PROBLEM REQUIREMENTS - After locating the line that holds "Point out every instance of the stone", output it and all following lines word for word, stopping only at the end of the data.

LISTED RECORDS -
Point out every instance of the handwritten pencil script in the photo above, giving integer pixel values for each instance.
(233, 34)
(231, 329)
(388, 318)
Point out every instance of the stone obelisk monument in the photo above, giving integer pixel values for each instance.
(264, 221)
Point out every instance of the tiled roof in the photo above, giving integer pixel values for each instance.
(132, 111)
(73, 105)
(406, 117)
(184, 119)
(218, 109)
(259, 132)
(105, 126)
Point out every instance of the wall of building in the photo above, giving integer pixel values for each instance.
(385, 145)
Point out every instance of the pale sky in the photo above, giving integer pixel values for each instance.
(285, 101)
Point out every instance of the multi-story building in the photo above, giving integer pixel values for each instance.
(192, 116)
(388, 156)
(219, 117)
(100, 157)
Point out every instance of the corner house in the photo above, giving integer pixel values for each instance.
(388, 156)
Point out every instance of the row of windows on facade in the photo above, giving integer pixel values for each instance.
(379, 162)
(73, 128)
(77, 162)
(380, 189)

ANSWER SPACE -
Point out every instance of the stone obelisk monument in the photo above, giving integer pixel values for each instance.
(264, 221)
Point out every instance of the tiled roof in the photo above, giving integer pixel values for each instance.
(132, 111)
(73, 105)
(406, 117)
(184, 119)
(218, 109)
(259, 132)
(105, 126)
Point out every instance of the wall of building in the photo above, giving integer pixel values for each instance.
(385, 145)
Point out every instance of the pale sky in the photo above, giving integer pixel values for each instance.
(285, 101)
Point out every instance of the multi-story building in the photo above, giving integer pixel values for each instance.
(192, 116)
(388, 156)
(219, 117)
(100, 157)
Point out every instance of the corner house in the photo above, giving integer pixel values for each instance.
(388, 156)
Point out every instance of the row of windows on facade in the photo above, giving integer pixel values for each instance.
(379, 162)
(73, 128)
(77, 162)
(380, 189)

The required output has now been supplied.